▶ _Request_
Give back the line where "Each instance of the bird shadow" appears and all the lines after it until the listing ends, unchanged and with nothing else.

▶ _Raw data_

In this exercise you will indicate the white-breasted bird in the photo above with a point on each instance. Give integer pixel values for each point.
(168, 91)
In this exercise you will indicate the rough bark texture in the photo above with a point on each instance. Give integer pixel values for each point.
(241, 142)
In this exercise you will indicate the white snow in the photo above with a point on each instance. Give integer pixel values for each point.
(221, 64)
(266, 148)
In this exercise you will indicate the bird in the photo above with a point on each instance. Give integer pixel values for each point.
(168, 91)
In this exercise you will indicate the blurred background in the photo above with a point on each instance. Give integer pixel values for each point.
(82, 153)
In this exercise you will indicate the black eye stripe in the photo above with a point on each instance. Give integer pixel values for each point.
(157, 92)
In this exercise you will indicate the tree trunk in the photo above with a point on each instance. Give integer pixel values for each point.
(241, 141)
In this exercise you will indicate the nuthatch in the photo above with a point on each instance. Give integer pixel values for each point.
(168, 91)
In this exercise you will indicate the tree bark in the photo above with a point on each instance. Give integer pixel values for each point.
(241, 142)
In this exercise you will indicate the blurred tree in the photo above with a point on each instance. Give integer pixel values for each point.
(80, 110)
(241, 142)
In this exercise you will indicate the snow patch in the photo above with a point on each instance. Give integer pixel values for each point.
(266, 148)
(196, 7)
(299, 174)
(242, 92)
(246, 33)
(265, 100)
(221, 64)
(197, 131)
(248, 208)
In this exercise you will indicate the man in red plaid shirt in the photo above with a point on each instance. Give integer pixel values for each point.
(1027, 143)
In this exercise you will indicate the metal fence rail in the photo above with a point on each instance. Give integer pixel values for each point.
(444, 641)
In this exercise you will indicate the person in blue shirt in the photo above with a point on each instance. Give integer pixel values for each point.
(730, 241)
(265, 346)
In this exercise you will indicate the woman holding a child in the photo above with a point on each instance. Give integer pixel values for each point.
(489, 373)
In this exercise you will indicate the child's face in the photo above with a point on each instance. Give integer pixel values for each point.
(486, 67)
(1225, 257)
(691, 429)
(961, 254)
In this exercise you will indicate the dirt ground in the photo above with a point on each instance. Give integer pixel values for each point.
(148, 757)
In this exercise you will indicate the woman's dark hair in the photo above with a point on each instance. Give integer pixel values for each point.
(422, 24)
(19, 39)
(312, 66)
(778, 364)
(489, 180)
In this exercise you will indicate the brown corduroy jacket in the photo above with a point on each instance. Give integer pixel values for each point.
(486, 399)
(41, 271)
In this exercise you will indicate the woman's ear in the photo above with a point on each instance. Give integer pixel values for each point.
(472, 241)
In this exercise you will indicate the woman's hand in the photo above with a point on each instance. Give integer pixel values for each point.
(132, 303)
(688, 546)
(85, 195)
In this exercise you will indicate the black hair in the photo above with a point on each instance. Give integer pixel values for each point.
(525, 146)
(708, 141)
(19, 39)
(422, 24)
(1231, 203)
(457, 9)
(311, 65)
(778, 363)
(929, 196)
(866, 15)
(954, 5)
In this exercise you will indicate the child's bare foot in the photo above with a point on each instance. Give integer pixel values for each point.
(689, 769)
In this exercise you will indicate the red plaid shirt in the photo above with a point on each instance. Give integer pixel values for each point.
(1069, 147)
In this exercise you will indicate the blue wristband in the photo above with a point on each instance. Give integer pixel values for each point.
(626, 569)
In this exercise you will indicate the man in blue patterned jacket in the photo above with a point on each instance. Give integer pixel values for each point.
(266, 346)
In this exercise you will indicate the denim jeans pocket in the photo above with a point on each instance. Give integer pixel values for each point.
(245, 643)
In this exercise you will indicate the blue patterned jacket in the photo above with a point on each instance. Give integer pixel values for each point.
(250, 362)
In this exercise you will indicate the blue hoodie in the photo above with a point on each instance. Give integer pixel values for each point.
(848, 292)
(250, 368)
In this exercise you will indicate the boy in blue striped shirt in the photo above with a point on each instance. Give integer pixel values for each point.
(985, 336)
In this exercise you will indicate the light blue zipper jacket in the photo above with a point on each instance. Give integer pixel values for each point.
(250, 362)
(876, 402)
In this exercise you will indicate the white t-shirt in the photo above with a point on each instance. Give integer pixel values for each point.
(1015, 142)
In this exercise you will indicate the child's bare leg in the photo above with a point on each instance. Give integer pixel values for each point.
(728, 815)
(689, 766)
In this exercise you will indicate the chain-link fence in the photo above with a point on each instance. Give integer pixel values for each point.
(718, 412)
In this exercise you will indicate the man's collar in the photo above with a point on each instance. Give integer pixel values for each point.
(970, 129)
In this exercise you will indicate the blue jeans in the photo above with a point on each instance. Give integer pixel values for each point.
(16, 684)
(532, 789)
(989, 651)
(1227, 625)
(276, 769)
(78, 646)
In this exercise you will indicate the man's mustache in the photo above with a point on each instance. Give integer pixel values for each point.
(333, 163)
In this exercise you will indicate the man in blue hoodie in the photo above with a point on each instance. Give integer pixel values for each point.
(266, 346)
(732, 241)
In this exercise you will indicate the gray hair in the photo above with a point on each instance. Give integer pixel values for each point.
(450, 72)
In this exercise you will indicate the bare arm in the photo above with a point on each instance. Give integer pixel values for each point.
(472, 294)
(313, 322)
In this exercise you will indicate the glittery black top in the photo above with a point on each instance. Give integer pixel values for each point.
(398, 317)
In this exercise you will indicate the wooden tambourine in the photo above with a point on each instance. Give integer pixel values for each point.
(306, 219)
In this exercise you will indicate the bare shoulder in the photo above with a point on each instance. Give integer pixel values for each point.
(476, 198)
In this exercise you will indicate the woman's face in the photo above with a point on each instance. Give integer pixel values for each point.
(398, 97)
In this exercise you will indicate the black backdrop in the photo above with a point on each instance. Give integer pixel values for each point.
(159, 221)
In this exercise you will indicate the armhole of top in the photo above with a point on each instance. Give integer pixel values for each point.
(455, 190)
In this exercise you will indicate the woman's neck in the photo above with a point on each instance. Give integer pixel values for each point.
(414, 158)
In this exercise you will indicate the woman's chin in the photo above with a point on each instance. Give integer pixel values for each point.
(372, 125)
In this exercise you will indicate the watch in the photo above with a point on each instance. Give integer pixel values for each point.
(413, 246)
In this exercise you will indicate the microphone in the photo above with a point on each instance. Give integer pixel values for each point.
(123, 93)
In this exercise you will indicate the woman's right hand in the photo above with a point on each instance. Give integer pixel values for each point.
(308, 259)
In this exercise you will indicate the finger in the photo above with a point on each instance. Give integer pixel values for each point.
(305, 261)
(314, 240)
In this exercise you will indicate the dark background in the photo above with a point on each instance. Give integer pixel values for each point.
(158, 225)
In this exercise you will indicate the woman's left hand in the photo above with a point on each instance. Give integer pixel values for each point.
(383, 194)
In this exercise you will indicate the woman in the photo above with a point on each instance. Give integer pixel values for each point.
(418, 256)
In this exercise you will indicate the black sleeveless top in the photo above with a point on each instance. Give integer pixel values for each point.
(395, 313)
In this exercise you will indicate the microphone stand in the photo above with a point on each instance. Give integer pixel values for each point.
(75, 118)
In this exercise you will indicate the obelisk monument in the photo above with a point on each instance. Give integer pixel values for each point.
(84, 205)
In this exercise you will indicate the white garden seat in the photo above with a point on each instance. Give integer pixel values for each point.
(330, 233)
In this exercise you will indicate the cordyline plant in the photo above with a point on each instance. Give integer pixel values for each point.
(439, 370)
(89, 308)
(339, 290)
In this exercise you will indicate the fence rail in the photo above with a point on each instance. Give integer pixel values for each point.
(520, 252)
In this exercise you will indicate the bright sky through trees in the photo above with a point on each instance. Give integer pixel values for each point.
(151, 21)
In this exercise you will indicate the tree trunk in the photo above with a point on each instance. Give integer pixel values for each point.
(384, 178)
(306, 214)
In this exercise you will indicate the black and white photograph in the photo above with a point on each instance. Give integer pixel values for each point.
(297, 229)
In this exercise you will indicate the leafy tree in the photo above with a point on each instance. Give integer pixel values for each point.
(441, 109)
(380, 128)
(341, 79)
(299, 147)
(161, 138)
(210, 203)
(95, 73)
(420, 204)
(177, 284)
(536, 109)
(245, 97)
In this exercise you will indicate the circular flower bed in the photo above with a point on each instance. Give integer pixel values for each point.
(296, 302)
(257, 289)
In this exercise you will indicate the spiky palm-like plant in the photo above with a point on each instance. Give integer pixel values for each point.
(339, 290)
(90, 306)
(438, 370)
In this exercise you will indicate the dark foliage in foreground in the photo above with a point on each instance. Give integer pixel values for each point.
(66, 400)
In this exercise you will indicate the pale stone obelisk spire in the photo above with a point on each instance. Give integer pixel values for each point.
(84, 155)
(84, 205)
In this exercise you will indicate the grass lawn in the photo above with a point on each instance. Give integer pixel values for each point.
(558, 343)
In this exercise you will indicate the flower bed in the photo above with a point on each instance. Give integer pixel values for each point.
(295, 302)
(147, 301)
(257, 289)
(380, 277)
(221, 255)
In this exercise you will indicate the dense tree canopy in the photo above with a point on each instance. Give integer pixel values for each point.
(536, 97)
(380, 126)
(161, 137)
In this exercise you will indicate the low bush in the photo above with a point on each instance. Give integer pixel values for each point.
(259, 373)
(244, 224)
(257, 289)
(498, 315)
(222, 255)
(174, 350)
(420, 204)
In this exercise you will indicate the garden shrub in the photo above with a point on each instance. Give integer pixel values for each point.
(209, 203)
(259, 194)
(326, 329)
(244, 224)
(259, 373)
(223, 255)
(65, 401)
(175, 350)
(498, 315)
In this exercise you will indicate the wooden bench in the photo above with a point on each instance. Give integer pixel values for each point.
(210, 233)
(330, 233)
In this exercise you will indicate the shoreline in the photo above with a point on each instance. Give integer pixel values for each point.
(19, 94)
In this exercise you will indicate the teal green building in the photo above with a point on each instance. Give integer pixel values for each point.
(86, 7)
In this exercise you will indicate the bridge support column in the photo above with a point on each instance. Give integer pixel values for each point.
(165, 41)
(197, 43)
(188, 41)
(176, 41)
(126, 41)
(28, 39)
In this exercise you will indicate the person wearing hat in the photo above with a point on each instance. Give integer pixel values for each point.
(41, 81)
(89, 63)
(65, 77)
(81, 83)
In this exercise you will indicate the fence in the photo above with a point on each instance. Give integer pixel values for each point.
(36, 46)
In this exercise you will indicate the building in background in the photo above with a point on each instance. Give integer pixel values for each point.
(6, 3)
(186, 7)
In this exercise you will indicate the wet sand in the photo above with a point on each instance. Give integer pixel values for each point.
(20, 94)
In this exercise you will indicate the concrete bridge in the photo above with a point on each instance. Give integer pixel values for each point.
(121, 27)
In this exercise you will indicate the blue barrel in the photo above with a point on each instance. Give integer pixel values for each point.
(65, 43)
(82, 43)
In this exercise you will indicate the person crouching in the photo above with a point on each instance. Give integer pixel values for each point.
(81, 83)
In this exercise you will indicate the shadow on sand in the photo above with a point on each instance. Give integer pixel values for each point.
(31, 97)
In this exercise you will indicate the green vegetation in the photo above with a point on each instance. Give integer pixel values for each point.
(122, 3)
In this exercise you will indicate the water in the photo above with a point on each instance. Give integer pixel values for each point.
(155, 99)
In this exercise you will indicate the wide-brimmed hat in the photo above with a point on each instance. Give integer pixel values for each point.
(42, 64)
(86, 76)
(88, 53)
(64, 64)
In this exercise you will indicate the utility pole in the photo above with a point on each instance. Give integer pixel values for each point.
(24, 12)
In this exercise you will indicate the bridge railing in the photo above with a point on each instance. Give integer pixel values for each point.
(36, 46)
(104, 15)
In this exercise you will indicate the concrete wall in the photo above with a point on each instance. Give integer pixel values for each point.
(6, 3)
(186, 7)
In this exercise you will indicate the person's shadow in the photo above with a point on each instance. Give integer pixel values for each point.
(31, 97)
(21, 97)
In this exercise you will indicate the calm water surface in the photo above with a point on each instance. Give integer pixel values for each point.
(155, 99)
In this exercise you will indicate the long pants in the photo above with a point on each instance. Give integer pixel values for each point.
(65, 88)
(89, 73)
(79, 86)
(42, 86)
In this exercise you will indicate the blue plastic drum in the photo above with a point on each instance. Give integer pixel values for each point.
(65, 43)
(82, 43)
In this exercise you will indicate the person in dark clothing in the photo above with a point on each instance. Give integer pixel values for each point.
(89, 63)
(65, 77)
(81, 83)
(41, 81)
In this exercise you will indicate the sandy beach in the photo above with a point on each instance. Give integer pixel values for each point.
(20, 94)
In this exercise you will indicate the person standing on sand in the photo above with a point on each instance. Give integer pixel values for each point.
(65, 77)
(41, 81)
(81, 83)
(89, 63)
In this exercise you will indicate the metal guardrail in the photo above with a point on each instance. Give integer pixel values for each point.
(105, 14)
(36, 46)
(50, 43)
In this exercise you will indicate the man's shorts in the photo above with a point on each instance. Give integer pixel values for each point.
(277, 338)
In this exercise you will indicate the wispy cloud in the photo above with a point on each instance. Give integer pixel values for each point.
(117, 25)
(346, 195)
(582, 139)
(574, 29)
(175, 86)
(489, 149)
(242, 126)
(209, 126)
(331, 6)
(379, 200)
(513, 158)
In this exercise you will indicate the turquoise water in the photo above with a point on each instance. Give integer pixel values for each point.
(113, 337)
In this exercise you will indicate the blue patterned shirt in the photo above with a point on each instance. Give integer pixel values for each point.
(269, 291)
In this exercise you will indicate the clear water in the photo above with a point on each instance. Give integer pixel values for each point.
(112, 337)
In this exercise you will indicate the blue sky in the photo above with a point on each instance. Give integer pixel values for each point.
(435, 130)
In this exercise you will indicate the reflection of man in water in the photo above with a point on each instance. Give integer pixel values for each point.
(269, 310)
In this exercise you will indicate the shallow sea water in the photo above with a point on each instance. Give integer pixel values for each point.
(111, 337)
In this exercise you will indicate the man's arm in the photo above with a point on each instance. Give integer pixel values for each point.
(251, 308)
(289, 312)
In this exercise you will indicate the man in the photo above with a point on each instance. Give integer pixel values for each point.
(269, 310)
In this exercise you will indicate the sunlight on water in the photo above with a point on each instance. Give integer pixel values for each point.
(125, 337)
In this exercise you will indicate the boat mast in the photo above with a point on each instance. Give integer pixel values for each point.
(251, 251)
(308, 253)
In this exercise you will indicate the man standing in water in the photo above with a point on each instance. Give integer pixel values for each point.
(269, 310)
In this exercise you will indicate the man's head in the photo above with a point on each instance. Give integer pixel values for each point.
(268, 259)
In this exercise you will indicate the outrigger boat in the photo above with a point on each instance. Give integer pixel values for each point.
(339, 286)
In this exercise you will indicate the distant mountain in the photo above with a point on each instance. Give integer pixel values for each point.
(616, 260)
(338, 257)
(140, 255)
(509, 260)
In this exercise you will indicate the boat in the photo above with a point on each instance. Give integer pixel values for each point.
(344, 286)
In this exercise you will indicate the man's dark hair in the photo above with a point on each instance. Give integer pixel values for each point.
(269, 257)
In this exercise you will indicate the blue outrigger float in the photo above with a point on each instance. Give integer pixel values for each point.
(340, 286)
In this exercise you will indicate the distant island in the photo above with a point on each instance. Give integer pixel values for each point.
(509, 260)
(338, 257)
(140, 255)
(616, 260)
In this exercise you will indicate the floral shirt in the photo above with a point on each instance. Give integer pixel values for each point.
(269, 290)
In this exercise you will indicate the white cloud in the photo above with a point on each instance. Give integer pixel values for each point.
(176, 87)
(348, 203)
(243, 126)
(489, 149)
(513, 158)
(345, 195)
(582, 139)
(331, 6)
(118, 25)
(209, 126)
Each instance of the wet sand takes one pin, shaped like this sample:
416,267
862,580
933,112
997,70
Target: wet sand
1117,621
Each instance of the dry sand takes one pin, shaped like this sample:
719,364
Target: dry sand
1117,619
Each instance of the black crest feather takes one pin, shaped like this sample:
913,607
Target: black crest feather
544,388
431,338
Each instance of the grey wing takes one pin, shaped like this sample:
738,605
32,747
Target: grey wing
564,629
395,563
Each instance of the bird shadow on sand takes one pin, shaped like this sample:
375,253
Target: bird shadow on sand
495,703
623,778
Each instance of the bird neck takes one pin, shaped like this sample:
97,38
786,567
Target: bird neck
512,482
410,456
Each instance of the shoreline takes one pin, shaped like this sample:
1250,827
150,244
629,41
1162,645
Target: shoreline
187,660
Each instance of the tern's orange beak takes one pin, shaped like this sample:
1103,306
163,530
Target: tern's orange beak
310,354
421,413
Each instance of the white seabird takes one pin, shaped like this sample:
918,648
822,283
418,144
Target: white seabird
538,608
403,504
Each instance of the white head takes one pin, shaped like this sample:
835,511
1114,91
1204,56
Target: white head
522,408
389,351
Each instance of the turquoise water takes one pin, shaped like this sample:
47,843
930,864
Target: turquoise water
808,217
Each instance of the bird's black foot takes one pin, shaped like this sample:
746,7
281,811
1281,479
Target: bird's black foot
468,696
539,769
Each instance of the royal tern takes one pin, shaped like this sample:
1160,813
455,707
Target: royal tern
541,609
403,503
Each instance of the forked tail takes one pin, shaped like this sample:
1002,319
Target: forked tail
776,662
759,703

▶ _The reply_
Each instance of the bird shadow on sand takes one pin, shaped like this sample:
375,253
Target: bird shadow on sand
495,703
623,778
Each instance of the bird neck takes one pin, shaped like this sample:
97,38
786,567
Target: bird neck
512,482
410,456
Each instance of the shoreline takes one pin, shaped like this sample:
1250,827
150,244
629,41
1162,645
Target: shoreline
187,660
Each instance of the tern's orange beak takes one pin, shaped like this sample:
1103,306
163,530
Target: tern's orange beak
310,354
421,413
Each instance of the white seabird takes one pin, shaped like this sample:
918,648
822,283
418,144
Target: white seabird
538,608
403,504
Each instance of the white head takes one pin, shaped like this sample:
835,511
1114,91
1204,56
Target: white head
522,408
389,351
Each instance of the turquoise water takes one pin, shaped like this sample:
47,843
930,864
Target: turquoise water
808,217
Each instance of the bird's black foot takes one pin, shaped like this sample:
746,7
281,811
1281,479
Target: bird's black foot
468,696
539,769
Each instance of the royal tern takes one pin, shaped like this sample:
1160,813
455,707
Target: royal tern
541,609
403,503
Each instance of the forked tail takes one pin, shaped like this sample:
1002,319
Target: forked tail
776,662
759,703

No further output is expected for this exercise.